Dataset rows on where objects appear
┄┄┄┄┄┄

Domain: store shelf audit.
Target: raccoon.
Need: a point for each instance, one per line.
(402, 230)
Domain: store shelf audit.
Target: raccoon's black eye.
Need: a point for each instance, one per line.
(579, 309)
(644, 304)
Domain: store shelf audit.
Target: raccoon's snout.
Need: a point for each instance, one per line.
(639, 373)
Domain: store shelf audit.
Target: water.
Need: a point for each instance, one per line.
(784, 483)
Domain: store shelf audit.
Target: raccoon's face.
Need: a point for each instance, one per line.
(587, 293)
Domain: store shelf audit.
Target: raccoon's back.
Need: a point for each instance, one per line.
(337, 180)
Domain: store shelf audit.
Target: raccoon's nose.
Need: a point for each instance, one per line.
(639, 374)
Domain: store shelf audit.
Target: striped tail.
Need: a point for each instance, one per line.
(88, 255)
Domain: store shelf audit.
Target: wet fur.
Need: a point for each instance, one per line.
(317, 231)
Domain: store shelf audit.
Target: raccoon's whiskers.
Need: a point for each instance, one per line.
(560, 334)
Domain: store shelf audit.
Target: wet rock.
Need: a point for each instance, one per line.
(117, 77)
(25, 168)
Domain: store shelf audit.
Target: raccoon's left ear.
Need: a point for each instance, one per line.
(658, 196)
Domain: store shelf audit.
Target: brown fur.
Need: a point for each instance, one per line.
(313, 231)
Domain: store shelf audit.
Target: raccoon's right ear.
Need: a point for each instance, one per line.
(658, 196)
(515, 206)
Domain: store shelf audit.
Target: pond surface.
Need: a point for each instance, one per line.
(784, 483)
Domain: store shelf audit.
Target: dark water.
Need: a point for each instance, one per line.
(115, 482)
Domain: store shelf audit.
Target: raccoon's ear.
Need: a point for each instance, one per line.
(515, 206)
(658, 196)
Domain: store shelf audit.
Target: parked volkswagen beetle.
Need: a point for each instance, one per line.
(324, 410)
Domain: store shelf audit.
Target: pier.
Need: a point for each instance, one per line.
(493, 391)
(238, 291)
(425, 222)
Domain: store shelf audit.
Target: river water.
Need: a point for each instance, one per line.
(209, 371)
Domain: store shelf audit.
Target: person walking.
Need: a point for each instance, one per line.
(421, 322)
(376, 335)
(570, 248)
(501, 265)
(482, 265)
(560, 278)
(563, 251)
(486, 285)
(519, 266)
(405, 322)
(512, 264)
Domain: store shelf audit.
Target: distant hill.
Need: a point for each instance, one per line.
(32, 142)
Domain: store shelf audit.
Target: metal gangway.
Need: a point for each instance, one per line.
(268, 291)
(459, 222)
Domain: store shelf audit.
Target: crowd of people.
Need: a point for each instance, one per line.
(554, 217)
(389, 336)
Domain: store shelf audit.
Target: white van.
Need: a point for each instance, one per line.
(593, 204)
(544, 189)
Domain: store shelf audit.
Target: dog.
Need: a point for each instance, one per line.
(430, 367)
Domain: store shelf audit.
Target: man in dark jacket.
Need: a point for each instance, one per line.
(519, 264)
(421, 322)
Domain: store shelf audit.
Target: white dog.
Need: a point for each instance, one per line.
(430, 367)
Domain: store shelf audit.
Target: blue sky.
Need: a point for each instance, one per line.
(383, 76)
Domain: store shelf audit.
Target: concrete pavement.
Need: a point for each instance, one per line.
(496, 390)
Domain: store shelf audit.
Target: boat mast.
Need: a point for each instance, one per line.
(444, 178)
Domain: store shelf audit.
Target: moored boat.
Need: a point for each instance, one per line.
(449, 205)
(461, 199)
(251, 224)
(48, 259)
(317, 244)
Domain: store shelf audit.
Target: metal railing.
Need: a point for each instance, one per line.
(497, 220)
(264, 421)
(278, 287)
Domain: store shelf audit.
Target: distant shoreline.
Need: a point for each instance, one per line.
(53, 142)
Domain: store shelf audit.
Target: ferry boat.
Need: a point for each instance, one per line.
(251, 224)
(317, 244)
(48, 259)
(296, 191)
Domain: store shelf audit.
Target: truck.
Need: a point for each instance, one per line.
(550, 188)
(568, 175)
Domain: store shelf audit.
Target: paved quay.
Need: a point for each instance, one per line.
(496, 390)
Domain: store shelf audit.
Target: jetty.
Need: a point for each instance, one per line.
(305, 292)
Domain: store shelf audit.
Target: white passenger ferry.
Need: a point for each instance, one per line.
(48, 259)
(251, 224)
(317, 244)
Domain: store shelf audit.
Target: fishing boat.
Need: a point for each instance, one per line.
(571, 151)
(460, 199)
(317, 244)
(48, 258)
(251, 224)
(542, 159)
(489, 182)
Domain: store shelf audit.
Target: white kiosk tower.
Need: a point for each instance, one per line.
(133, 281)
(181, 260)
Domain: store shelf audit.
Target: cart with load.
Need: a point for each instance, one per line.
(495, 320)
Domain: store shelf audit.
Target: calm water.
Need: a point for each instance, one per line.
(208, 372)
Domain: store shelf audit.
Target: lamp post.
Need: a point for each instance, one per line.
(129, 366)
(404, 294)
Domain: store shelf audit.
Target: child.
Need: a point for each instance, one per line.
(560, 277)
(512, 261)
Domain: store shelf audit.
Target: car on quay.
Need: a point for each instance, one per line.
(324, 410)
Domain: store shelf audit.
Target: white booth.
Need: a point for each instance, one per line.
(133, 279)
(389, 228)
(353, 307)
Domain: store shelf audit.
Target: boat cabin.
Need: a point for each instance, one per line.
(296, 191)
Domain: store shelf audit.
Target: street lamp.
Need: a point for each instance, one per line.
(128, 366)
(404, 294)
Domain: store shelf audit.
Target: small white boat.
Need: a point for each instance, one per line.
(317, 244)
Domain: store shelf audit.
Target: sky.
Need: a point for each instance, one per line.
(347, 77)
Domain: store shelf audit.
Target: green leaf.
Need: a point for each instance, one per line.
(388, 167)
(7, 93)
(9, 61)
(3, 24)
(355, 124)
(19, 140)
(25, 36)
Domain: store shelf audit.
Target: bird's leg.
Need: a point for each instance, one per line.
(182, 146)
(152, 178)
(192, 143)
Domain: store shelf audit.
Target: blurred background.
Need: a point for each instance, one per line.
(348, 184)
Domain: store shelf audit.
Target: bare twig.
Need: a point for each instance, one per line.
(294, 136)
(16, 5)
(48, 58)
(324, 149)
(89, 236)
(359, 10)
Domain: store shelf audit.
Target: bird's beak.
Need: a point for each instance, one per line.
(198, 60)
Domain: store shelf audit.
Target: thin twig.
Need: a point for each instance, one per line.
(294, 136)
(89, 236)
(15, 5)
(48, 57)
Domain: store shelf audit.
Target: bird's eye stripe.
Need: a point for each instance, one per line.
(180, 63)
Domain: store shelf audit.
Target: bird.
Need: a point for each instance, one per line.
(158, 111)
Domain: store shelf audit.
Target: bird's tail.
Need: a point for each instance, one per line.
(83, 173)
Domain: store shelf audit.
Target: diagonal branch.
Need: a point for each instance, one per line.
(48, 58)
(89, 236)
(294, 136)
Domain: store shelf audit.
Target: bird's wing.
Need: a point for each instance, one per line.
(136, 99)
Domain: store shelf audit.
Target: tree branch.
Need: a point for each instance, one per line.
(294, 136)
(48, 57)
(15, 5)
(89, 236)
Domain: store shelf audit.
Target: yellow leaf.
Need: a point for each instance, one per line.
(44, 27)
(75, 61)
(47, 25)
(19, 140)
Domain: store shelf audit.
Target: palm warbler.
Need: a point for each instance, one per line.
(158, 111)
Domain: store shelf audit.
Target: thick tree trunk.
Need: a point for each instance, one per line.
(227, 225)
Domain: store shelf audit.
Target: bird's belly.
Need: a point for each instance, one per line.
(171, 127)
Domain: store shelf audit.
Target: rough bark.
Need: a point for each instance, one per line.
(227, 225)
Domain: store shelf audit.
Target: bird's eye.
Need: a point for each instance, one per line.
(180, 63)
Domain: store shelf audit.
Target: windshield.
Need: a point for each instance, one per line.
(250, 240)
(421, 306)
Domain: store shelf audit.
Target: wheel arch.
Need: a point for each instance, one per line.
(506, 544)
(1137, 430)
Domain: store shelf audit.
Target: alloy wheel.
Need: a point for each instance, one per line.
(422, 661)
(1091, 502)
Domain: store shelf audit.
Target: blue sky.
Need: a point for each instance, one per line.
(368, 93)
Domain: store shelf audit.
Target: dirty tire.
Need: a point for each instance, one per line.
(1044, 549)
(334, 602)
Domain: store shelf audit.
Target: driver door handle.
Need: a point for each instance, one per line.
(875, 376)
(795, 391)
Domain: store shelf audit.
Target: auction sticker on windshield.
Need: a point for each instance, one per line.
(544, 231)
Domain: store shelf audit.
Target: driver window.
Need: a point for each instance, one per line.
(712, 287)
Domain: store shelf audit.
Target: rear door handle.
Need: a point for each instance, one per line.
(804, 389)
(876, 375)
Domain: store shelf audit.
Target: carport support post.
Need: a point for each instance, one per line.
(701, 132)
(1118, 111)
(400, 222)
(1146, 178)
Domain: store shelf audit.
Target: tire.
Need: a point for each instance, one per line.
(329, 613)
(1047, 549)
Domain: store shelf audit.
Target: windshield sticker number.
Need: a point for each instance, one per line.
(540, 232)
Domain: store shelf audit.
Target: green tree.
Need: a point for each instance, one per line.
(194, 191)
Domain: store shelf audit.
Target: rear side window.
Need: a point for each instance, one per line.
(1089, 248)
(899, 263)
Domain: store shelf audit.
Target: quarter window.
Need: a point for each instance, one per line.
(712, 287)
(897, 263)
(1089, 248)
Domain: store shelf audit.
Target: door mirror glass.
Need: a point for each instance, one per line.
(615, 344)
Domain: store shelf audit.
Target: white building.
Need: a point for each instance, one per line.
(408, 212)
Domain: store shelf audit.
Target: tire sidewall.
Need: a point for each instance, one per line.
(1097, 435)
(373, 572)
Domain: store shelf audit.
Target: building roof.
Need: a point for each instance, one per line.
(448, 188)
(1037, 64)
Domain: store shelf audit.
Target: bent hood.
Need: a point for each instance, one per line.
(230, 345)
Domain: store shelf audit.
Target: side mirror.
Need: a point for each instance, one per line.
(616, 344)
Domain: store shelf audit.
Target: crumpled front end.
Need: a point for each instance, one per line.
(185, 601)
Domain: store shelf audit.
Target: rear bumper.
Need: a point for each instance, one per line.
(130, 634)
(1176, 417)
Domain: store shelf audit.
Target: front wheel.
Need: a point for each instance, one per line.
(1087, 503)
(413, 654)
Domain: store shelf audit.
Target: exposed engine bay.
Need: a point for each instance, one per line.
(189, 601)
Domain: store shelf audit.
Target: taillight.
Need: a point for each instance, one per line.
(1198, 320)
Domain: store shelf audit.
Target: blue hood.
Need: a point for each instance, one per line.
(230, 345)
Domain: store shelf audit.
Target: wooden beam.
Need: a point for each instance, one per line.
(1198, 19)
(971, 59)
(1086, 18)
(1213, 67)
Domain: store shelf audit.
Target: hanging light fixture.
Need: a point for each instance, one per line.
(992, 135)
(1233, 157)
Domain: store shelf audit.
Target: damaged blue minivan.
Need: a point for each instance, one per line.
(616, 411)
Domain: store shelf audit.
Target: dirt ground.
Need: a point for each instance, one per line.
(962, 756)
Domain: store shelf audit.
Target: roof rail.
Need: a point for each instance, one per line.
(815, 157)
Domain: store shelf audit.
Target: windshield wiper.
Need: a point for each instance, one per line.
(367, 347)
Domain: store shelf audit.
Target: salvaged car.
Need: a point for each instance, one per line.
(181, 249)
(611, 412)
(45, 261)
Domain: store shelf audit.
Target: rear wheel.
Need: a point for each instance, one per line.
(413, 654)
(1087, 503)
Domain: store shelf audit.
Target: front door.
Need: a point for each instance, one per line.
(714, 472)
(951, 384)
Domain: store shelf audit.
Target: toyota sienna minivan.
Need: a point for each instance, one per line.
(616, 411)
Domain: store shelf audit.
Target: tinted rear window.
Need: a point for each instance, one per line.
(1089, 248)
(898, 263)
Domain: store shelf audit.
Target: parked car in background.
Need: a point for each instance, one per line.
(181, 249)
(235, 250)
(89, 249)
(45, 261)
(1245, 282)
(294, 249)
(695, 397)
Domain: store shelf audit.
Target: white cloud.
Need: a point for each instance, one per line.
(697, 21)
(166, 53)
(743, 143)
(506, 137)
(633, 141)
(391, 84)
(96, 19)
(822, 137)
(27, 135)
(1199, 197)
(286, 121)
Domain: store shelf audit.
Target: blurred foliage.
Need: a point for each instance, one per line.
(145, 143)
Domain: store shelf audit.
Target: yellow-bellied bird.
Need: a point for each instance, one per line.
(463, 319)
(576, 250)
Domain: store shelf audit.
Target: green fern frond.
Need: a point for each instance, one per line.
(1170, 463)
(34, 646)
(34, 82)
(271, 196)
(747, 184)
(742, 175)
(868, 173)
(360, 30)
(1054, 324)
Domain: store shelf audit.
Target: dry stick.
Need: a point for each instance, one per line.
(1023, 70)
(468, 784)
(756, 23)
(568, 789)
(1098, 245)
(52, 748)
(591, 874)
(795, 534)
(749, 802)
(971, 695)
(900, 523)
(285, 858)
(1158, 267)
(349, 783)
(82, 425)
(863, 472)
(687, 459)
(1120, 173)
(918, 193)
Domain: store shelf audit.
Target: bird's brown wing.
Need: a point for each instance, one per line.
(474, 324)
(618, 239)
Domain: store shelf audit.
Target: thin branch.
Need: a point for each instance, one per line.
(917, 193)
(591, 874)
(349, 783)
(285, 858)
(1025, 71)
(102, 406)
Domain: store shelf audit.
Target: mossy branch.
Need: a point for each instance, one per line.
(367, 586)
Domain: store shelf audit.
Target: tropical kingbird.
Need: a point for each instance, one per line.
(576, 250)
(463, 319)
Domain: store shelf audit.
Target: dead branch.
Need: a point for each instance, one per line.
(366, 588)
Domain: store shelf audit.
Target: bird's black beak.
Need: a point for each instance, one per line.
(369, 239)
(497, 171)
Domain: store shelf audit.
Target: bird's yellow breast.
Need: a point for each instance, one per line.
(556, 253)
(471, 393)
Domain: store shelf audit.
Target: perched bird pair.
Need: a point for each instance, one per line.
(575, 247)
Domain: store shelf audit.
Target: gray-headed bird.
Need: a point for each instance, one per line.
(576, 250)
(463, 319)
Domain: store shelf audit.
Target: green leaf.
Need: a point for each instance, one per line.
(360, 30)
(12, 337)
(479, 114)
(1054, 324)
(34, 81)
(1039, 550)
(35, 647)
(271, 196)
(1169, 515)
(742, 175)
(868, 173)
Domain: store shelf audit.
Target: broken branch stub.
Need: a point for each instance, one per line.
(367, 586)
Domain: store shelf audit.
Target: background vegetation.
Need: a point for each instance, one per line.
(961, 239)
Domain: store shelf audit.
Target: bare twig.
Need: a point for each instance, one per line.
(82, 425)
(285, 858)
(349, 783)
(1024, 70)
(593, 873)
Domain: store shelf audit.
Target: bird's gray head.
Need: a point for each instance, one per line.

┄┄┄┄┄┄

__Exercise directions__: Gather every line in the listing above that contains the word "blurred", treating uppercase and lowercase as distinct.

__Response for this exercise__:
Target: blurred background.
Target: blurred foliage.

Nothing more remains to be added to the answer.